- DO THIS -
Rewrite each line of the rows below, substituting "that would be much appreciated" for every occurrence of "that would help a great deal" and leaving all other text as it stands.

- ENTRIES SHOWN -
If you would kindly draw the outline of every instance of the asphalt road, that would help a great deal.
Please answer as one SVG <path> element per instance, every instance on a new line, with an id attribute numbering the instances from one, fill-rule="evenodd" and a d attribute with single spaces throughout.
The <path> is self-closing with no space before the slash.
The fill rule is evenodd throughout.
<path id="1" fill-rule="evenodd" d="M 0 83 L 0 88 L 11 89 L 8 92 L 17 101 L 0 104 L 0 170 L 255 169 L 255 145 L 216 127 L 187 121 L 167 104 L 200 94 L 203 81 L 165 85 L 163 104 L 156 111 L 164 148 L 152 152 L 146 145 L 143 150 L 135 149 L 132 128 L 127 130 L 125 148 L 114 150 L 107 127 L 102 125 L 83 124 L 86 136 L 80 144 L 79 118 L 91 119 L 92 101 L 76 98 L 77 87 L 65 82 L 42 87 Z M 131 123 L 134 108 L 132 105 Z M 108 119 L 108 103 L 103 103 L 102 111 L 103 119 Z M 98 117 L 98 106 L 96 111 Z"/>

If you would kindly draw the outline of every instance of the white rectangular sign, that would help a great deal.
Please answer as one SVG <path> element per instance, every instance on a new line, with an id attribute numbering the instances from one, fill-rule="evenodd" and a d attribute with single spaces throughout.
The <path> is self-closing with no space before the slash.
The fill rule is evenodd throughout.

- TASK RESULT -
If you would kindly draw the outline of every instance of the asphalt road, that would be much appreciated.
Please answer as one SVG <path> element per instance, every instance on a new line, with an id attribute numbering the instances from one, fill-rule="evenodd" and a d attribute with single spaces throughout.
The <path> is self-closing with no space before the slash.
The fill rule is evenodd throughout.
<path id="1" fill-rule="evenodd" d="M 0 83 L 0 88 L 11 89 L 8 92 L 17 101 L 0 104 L 0 170 L 255 169 L 255 145 L 216 127 L 187 121 L 167 104 L 200 94 L 203 81 L 165 85 L 163 104 L 156 111 L 164 148 L 152 152 L 146 145 L 143 150 L 135 149 L 132 128 L 127 130 L 125 148 L 114 150 L 107 127 L 102 125 L 83 124 L 86 136 L 80 144 L 79 118 L 91 119 L 92 101 L 76 98 L 77 87 L 65 82 L 42 87 Z M 131 123 L 134 108 L 132 105 Z M 108 119 L 108 103 L 103 103 L 102 111 L 103 119 Z M 98 117 L 98 106 L 96 111 Z"/>

If you would kindly draw the outline of every instance of the white rectangular sign, that would be much appreciated.
Please answer as one SVG <path> element per instance, every instance on a new line, with an id attribute numbering the instances from one, fill-rule="evenodd" and a d attribute with single spaces throughout.
The <path> is self-closing with no space before the slash.
The fill rule is evenodd throughout.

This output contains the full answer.